WRITTEN EXERCISE: Render each line of the entries below as a numbered list, skipping any blank lines and leaving the pictures out.

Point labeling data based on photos
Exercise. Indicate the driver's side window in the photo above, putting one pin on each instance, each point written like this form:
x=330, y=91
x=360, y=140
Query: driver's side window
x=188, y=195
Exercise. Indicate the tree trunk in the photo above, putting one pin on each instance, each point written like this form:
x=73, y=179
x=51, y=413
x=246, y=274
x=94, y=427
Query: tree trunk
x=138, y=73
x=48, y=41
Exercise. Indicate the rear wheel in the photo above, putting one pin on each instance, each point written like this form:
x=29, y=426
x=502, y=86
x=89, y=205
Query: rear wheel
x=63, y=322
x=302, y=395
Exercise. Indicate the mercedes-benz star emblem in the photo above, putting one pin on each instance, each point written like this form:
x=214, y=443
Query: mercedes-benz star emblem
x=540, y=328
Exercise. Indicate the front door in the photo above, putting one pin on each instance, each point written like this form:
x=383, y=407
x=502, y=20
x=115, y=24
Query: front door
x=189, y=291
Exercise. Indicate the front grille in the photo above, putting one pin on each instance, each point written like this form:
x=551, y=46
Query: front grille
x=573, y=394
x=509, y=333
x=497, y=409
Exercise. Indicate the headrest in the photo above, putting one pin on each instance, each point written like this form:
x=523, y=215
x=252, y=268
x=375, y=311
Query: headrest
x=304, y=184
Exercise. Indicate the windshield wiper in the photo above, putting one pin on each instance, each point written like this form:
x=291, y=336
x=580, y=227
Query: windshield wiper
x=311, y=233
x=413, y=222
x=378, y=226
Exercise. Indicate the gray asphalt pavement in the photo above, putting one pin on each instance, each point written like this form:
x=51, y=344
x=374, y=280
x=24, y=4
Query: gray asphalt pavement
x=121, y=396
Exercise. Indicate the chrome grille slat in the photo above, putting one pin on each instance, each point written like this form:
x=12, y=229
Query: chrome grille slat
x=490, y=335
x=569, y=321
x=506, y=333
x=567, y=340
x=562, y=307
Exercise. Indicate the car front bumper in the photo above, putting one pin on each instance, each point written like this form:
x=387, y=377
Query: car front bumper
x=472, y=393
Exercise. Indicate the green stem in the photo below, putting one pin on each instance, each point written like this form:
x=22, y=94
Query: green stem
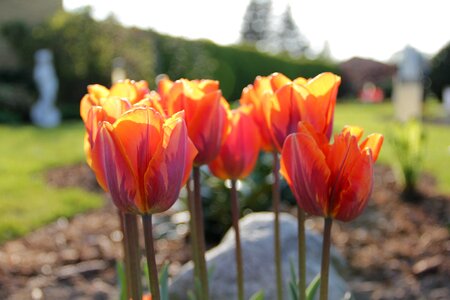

RESULT BELOW:
1. Exercise. Indicate the driver's side window in the photo above, putting one pin on each instance, each point written like this form:
2. x=330, y=91
3. x=360, y=140
4. Query: driver's side window
5. x=188, y=195
6. Exercise. Indicate the tree trunk in the photo above, putting one pin on each instance, each point written like this form:
7. x=73, y=179
8. x=51, y=413
9. x=246, y=274
10. x=94, y=427
11. Query: tree trunk
12. x=138, y=73
13. x=48, y=41
14. Exercise. Indicate the rear wheel in the photo above, putting one pin on each instance, each point written like this form:
15. x=29, y=426
16. x=502, y=86
17. x=89, y=205
18. Query: rear wheel
19. x=63, y=322
20. x=302, y=395
21. Exercise. Indicate the mercedes-benz star emblem in the photo above, putting one pin on each instance, each point written like this form:
22. x=214, y=443
23. Query: mercedes-benz star emblem
24. x=540, y=328
25. Exercise. Indicate the front door in the photo above, putting one pin on each instance, each point written like this form:
26. x=383, y=407
27. x=502, y=20
28. x=115, y=24
29. Query: front door
30. x=189, y=291
31. Exercise. Indicate the front grille in the photo above, putting one pin on each instance, each point written like this form:
32. x=551, y=46
33. Query: front grille
34. x=573, y=394
35. x=509, y=333
36. x=497, y=409
37. Exercise. Indicate the headrest in the photo above, putting one pin on each instance, each point written like this form:
38. x=523, y=215
39. x=252, y=268
40. x=375, y=311
41. Query: headrest
42. x=304, y=184
43. Exercise. Indicate the windshield wiper in the photo above, putting one pin on each instance, each point written like this form:
44. x=291, y=336
45. x=580, y=227
46. Query: windshield wiper
47. x=311, y=233
48. x=413, y=222
49. x=378, y=226
50. Exercise. Indicate the gray asphalt pavement in the photo above, putting one pin on each instance, each point written like this form:
51. x=51, y=344
52. x=374, y=280
53. x=24, y=4
54. Query: gray asphalt pavement
55. x=121, y=396
56. Exercise. Indicate the chrome grille slat in the photo above, putting one pin on each instance, each point written like this form:
57. x=12, y=229
58. Query: chrome grille slat
59. x=490, y=335
60. x=569, y=321
61. x=506, y=333
62. x=567, y=340
63. x=562, y=307
64. Exercise. Indicate the car front bumper in the photo above, putting one pin on each instance, each point written like this form:
65. x=387, y=377
66. Query: car front bumper
67. x=472, y=393
68. Exercise. Indicate the green stem in the photo below, putting one pin on each instance, each point written like this form:
69. x=22, y=94
70. Query: green stem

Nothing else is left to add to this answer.